Task to complete: Rewrite all of the items below, switching each "exact" to "precise" and leaving everything else unchanged.

The input:
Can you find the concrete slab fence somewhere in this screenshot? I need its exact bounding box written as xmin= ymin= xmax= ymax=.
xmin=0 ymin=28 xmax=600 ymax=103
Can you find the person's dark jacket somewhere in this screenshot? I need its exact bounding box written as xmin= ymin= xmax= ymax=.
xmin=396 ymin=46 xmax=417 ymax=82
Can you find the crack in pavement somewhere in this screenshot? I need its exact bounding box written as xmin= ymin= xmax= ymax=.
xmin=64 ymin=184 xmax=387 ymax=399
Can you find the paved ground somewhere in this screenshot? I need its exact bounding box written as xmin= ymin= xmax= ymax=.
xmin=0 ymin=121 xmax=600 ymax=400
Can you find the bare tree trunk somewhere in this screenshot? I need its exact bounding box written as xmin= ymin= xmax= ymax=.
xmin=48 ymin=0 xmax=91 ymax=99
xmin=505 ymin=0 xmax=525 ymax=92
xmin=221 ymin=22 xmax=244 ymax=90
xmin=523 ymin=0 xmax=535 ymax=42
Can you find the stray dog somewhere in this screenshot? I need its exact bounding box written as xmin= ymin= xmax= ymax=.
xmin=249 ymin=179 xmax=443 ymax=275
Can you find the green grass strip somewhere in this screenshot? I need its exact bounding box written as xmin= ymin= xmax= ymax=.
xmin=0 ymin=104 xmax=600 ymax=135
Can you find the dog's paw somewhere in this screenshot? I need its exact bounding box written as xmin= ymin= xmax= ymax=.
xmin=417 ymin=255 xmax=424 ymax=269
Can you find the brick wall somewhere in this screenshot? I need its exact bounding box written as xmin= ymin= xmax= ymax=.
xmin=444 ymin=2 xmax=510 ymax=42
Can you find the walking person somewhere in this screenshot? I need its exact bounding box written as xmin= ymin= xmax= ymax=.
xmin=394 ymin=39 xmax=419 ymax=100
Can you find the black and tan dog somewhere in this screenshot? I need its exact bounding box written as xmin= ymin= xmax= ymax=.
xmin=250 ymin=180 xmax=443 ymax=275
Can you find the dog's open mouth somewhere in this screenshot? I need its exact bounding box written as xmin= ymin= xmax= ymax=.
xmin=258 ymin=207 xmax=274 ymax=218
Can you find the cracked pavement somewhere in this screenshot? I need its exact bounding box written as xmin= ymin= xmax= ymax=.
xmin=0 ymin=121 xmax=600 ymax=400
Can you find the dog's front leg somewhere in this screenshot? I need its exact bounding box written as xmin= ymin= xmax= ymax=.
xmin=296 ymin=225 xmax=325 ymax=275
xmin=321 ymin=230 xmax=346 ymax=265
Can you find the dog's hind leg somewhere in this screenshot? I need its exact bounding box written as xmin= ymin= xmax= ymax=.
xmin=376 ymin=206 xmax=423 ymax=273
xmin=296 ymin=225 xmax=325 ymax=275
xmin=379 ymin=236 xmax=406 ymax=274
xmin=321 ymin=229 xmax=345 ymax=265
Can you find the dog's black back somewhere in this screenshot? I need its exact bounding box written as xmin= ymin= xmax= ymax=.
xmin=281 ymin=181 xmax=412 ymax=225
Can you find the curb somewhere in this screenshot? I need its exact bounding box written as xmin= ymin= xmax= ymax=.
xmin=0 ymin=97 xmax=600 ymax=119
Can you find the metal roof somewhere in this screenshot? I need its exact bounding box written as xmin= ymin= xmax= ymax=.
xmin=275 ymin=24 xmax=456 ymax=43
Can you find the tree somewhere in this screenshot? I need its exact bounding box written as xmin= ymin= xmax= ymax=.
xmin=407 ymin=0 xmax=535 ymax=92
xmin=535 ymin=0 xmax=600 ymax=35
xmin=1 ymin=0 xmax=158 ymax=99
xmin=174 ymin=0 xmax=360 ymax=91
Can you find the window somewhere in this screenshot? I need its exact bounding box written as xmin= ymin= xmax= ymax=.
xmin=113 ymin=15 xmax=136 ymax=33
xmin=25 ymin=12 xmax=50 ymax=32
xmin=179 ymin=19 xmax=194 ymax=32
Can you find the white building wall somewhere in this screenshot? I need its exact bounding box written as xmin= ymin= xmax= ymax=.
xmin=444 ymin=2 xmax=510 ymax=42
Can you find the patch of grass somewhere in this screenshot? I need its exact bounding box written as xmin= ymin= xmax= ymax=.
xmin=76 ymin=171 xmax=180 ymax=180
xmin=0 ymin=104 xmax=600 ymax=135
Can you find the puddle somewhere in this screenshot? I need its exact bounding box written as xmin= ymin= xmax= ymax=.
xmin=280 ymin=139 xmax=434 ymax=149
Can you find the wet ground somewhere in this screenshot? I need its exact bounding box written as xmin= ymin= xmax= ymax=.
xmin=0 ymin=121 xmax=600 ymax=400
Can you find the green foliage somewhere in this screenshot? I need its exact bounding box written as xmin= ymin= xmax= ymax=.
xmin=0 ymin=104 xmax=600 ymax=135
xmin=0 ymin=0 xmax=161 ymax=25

Answer to the exercise:
Can you find the concrete slab fence somewhere in this screenshot? I need its precise bounding box written as xmin= ymin= xmax= ymax=.
xmin=0 ymin=28 xmax=600 ymax=103
Can you find the person's dark jacket somewhere in this screenshot? I need its precise bounding box written as xmin= ymin= xmax= ymax=.
xmin=396 ymin=46 xmax=417 ymax=82
Can you find the crack in pavement somewhere in this screenshot? I need its precise bounding box written as xmin= ymin= xmax= ymax=.
xmin=64 ymin=184 xmax=387 ymax=399
Can you find the paved ground somewhere in this screenshot? I need its precise bounding box written as xmin= ymin= xmax= ymax=.
xmin=0 ymin=121 xmax=600 ymax=400
Can you find the bare tree trunk somewhere in this screenshot? I need its precise bounding box written as xmin= ymin= xmax= ymax=.
xmin=48 ymin=0 xmax=91 ymax=99
xmin=505 ymin=0 xmax=525 ymax=92
xmin=221 ymin=22 xmax=244 ymax=90
xmin=523 ymin=0 xmax=535 ymax=42
Can you find the stray dog somewhere in this screenshot? I need its precise bounding box written as xmin= ymin= xmax= ymax=.
xmin=249 ymin=179 xmax=443 ymax=275
Can you find the green grass strip somewhere in this screenshot? I need its precise bounding box written as xmin= ymin= xmax= ymax=.
xmin=0 ymin=104 xmax=600 ymax=135
Can you find the dog's paw somewhere in this screenshot? I need its precise bounding box written as xmin= ymin= xmax= ymax=.
xmin=417 ymin=255 xmax=424 ymax=269
Can you find the brick wall somewhere in this screenshot? I need its precise bounding box written as xmin= ymin= xmax= ymax=.
xmin=444 ymin=2 xmax=510 ymax=42
Can you find the walking person somewhere in this screenshot? I need its precise bounding box written as xmin= ymin= xmax= ymax=.
xmin=394 ymin=39 xmax=419 ymax=100
Can you find the black and tan dog somewhere in this screenshot? I need its precise bounding box written as xmin= ymin= xmax= ymax=.
xmin=250 ymin=180 xmax=443 ymax=275
Can you find the dog's open mouth somewhere in this screenshot? I need its precise bounding box written as xmin= ymin= xmax= ymax=.
xmin=258 ymin=207 xmax=274 ymax=218
Can you find the cracked pavement somewhere in this screenshot? I need its precise bounding box written as xmin= ymin= xmax= ymax=.
xmin=0 ymin=121 xmax=600 ymax=400
Can you find the dog's front leg somewhere in this screenshot? I need its precise bounding box written as xmin= ymin= xmax= ymax=.
xmin=296 ymin=225 xmax=325 ymax=275
xmin=321 ymin=230 xmax=346 ymax=265
Can you find the dog's hind leg somewhere in this screenshot? I need its precise bounding box written as xmin= ymin= xmax= ymax=.
xmin=376 ymin=206 xmax=423 ymax=273
xmin=296 ymin=225 xmax=325 ymax=275
xmin=379 ymin=236 xmax=406 ymax=274
xmin=321 ymin=229 xmax=345 ymax=265
Can you find the dog's black back somewhere in this screenshot? I need its precise bounding box written as xmin= ymin= xmax= ymax=.
xmin=281 ymin=181 xmax=412 ymax=225
Can you find the curb somewhere in this screenshot? I need its precise bounding box written as xmin= ymin= xmax= ymax=.
xmin=0 ymin=97 xmax=600 ymax=119
Can you find the metal roof somewhere in this screenshot? I need its precise bounding box written as xmin= ymin= xmax= ymax=.
xmin=275 ymin=24 xmax=456 ymax=43
Can you find the tree somewhere in this screenshot? I need its precise bounding box written as xmin= ymin= xmax= ymax=.
xmin=407 ymin=0 xmax=535 ymax=92
xmin=535 ymin=0 xmax=600 ymax=35
xmin=1 ymin=0 xmax=158 ymax=99
xmin=174 ymin=0 xmax=360 ymax=91
Can you find the window somewhere in this screenshot? I need its precise bounding box written as xmin= ymin= xmax= ymax=.
xmin=113 ymin=15 xmax=136 ymax=33
xmin=25 ymin=12 xmax=50 ymax=32
xmin=179 ymin=19 xmax=194 ymax=32
Can you find the white building wall somewhere in this screenshot? I need its precise bounding box written as xmin= ymin= xmax= ymax=.
xmin=444 ymin=2 xmax=510 ymax=42
Can you find the patch of grass somewhere in this screenshot? I need its precise bounding box written as xmin= ymin= xmax= ymax=.
xmin=76 ymin=171 xmax=180 ymax=180
xmin=0 ymin=104 xmax=600 ymax=135
Can you find the puddle somewhere in this screenshot? I need its precise bounding box written as xmin= ymin= xmax= ymax=.
xmin=280 ymin=139 xmax=434 ymax=149
Can you find the wet ground somewhere in this screenshot? I need its precise bounding box written as xmin= ymin= xmax= ymax=.
xmin=0 ymin=121 xmax=600 ymax=400
Can you find the green foliage somewhere in this screenshot? I need its precise bounding box written as xmin= ymin= xmax= ymax=.
xmin=0 ymin=104 xmax=600 ymax=135
xmin=0 ymin=0 xmax=161 ymax=25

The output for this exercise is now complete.